* [Stated goal]:
Render every line of the records below as a JSON list of strings, with one string per line, no blank lines, and the pictures left out.

— start Data for this exercise —

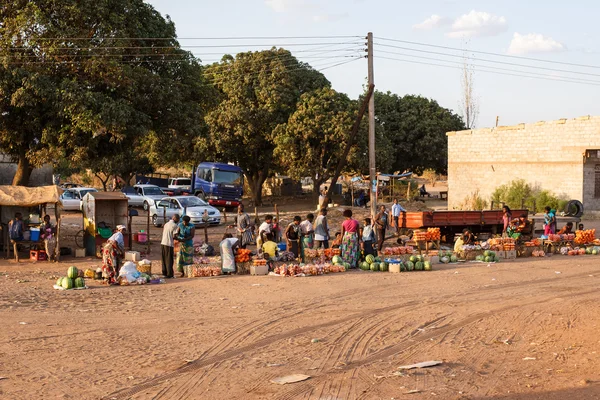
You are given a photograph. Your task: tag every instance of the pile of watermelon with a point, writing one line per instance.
(488, 256)
(73, 280)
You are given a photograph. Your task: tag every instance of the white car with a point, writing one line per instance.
(192, 206)
(71, 199)
(143, 195)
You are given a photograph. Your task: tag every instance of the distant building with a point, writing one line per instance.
(560, 156)
(39, 176)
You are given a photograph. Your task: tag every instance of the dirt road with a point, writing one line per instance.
(514, 330)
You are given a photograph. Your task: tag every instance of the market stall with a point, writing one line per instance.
(32, 203)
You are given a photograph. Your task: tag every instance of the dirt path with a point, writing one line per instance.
(512, 330)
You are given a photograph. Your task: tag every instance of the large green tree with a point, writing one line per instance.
(315, 136)
(415, 129)
(75, 76)
(258, 92)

— end Data for this exercise —

* [Completed exercise]:
[
  "You are given a photograph. Your task: tag every instance of the pile of watermelon with a point, writing one line per instance.",
  "(488, 256)",
  "(73, 280)",
  "You are given a photograph. Your task: tag every instance of the white car with a point, writing one line per instance.",
  "(192, 206)",
  "(71, 199)",
  "(143, 195)",
  "You are given a photograph. Your task: tag every instance of the distant building with a point, writing one line per instance.",
  "(560, 156)",
  "(39, 176)",
  "You are given a photograph. Your task: tag every instance of the dirt road with a point, writing one line per instance.",
  "(514, 330)",
  "You are given a photograph. Your task: tag every instance of the market stall with a point, writing one line per instance.",
  "(32, 203)",
  "You are given a photograph. Your task: tag every instance of the dirt path with a point, writing one line per instance.",
  "(512, 330)",
  "You are given a photograph. Your task: tag every instance of the large green tree with a point, writing one line per instance.",
  "(315, 136)",
  "(415, 129)",
  "(75, 76)",
  "(258, 92)"
]